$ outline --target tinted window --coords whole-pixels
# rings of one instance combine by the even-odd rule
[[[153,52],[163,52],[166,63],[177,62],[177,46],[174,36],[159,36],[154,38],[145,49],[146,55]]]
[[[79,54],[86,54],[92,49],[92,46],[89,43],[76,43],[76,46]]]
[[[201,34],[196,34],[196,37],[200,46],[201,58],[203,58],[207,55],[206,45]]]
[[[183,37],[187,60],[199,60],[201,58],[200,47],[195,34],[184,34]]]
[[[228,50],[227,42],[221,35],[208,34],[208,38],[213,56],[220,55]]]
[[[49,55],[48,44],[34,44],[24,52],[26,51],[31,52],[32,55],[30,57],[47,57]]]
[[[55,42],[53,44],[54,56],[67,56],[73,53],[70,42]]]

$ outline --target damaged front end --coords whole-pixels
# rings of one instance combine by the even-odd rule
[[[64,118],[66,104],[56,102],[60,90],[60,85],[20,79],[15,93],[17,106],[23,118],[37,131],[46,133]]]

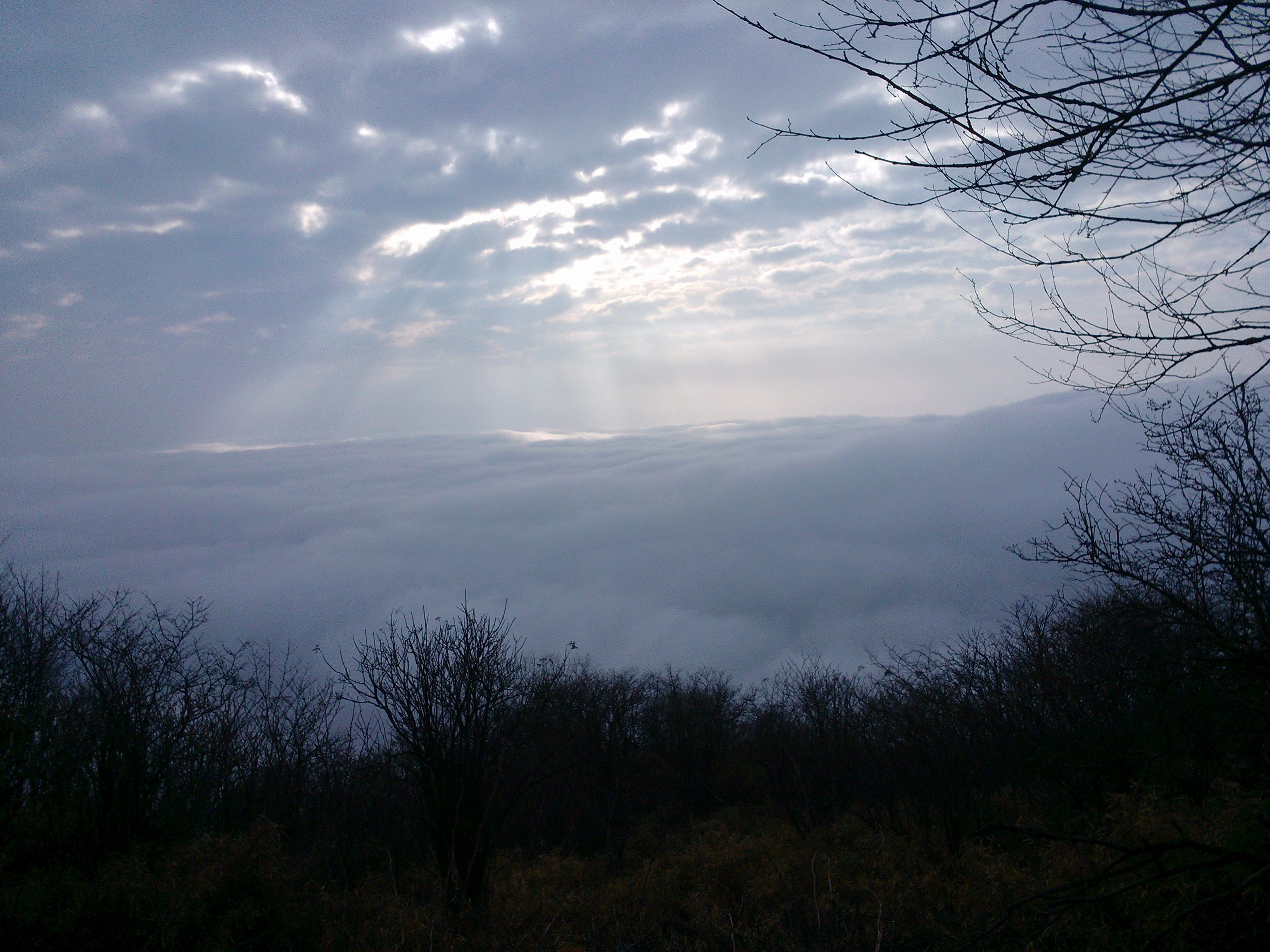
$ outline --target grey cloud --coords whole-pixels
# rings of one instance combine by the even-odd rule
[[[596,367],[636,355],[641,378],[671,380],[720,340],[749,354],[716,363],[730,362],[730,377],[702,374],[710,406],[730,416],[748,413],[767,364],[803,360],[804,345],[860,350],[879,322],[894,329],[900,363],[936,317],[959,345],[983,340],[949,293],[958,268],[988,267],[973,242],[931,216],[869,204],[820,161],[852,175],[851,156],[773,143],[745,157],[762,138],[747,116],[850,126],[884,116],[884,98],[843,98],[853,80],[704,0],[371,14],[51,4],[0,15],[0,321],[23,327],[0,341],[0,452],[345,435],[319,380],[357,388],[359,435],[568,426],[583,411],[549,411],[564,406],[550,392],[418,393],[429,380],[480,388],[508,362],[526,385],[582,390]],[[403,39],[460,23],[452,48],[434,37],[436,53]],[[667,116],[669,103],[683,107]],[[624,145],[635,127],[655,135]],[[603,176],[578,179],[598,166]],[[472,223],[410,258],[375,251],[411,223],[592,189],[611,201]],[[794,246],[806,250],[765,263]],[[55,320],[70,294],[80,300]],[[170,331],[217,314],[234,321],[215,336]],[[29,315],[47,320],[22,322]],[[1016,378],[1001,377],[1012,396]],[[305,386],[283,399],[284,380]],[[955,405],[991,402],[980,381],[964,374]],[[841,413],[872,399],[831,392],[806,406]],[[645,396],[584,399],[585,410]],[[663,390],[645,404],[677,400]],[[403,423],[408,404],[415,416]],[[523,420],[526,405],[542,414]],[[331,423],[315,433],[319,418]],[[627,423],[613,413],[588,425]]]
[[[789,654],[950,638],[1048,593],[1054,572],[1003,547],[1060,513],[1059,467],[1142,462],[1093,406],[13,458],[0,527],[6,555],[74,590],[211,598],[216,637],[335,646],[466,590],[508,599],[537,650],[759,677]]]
────────────────────
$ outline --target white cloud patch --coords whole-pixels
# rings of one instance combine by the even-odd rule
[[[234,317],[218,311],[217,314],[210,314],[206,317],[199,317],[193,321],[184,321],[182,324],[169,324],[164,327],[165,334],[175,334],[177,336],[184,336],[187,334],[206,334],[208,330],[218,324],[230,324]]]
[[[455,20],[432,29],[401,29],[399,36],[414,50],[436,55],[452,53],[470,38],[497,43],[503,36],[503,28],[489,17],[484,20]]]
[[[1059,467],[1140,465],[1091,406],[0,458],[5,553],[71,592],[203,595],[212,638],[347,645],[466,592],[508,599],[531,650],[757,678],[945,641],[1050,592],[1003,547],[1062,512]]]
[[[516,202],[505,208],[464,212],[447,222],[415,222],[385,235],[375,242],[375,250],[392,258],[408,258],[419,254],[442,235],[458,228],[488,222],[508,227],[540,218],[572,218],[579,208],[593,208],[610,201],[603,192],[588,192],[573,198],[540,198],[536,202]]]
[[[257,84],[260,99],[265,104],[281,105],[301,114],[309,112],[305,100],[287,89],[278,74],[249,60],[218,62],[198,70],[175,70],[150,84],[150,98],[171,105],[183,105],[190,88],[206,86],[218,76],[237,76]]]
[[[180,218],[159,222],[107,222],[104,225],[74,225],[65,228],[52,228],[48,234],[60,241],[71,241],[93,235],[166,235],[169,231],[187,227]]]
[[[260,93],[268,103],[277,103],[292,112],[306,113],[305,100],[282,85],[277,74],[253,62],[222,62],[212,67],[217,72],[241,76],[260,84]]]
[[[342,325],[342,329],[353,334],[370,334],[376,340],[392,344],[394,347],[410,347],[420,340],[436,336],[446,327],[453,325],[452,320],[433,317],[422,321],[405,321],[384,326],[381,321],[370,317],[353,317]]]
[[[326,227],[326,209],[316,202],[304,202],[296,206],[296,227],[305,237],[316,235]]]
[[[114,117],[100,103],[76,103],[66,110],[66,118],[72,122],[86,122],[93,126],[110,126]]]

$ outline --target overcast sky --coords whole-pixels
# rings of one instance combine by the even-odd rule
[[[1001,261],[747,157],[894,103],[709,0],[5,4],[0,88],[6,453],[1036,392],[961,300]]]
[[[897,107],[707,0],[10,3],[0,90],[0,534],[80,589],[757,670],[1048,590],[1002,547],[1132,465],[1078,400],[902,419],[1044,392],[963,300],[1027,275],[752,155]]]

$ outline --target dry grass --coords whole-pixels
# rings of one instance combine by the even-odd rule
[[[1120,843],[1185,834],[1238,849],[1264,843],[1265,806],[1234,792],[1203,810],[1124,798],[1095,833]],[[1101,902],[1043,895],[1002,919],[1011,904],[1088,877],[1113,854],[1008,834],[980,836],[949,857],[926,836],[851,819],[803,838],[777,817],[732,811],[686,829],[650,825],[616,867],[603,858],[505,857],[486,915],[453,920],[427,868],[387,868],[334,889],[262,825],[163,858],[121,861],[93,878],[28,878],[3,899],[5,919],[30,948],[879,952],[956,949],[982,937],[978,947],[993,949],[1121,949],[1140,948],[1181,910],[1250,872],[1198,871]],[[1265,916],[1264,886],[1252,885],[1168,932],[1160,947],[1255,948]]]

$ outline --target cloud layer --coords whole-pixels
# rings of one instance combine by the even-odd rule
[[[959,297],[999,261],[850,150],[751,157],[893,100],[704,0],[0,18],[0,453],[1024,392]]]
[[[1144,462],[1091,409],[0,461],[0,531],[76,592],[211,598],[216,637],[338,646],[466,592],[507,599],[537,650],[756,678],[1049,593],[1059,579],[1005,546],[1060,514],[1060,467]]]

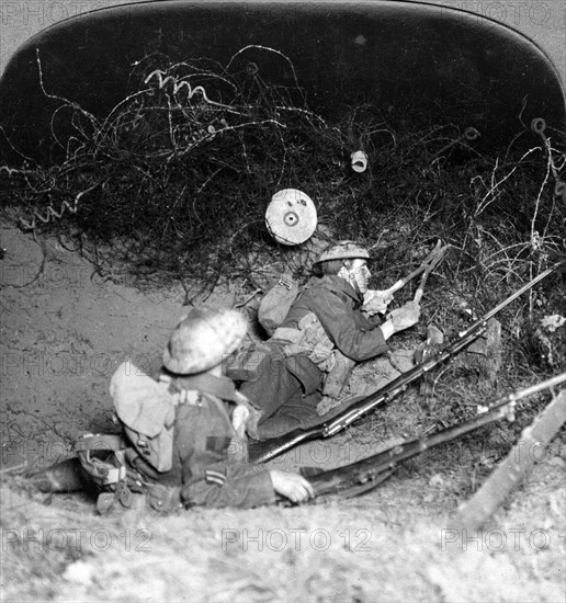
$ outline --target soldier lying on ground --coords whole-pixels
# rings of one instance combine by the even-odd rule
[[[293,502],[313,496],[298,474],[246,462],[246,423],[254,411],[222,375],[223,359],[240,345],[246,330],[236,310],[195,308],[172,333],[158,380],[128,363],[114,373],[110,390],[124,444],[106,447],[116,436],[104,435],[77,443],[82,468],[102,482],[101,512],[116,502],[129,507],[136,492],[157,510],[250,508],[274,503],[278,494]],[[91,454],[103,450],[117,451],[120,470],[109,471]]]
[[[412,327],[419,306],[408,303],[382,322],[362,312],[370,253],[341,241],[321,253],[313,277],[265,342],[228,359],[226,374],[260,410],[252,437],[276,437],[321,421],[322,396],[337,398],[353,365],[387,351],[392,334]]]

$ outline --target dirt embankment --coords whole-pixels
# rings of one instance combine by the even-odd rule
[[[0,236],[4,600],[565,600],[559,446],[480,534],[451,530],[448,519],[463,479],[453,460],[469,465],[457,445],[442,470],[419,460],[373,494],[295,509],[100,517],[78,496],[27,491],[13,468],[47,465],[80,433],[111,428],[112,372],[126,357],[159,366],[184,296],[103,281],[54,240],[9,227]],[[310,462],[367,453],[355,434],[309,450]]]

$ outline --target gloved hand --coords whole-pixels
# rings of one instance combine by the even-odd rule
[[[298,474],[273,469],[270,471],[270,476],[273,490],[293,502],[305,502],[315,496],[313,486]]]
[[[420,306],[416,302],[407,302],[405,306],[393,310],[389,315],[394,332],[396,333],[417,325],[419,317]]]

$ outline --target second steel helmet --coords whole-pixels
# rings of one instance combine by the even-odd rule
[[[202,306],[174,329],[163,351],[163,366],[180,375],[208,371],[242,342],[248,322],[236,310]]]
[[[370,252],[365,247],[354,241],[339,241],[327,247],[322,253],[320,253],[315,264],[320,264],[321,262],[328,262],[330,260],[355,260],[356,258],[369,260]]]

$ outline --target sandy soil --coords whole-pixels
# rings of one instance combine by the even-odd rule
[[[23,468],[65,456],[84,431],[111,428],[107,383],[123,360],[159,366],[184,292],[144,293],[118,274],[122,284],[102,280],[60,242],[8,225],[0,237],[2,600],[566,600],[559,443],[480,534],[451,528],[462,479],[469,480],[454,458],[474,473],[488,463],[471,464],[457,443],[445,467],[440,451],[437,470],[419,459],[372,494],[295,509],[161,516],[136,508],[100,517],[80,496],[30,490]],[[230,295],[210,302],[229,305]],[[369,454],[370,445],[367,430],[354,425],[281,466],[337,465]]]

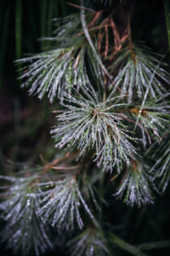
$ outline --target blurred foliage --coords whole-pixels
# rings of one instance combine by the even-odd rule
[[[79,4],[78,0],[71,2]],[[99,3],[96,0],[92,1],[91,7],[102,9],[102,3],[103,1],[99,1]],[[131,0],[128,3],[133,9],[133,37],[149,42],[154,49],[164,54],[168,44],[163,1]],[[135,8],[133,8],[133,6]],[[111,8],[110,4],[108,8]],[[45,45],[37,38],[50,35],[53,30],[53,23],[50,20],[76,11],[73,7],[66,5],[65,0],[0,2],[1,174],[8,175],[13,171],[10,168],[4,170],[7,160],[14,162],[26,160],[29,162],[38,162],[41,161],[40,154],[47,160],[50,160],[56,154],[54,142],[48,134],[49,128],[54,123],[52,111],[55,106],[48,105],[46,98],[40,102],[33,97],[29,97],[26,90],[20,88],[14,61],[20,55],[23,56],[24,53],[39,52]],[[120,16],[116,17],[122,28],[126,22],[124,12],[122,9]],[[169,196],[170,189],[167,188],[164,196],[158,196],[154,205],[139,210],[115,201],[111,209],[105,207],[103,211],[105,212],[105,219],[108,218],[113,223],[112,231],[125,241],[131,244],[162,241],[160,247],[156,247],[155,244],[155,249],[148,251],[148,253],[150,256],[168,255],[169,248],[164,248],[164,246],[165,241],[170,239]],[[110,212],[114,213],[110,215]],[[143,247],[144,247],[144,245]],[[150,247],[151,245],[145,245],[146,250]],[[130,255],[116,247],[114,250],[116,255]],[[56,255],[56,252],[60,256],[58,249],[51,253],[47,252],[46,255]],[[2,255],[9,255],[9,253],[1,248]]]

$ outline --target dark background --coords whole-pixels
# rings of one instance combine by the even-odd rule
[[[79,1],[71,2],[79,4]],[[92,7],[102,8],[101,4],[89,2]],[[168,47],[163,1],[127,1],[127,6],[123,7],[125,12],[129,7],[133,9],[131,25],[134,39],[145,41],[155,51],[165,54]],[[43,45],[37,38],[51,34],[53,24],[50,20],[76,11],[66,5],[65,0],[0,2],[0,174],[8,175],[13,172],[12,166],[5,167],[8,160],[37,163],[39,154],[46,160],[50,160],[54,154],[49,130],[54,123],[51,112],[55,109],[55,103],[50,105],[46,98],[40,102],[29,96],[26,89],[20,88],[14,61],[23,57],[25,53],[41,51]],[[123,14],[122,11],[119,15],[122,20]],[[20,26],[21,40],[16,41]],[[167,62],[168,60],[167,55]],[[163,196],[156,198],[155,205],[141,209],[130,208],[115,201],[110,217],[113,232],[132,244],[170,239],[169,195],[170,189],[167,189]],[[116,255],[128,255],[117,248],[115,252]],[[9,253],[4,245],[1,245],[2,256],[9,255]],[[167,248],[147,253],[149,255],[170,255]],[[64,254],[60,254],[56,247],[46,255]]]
────────────────────
Copy out everything in the records from the line containing "window --coords whole-pixels" down to the line containing "[[[79,54],[86,54],[92,49],[92,46],[89,43],[76,43],[76,46]]]", including both of those lines.

_Result of the exercise:_
$ outline --target tinted window --coords whole-pixels
# rings of one instance combine by the even-odd rule
[[[153,52],[163,52],[166,63],[177,62],[177,46],[174,36],[159,36],[154,38],[145,49],[146,55]]]
[[[79,54],[86,54],[92,49],[92,46],[89,43],[76,43],[76,46]]]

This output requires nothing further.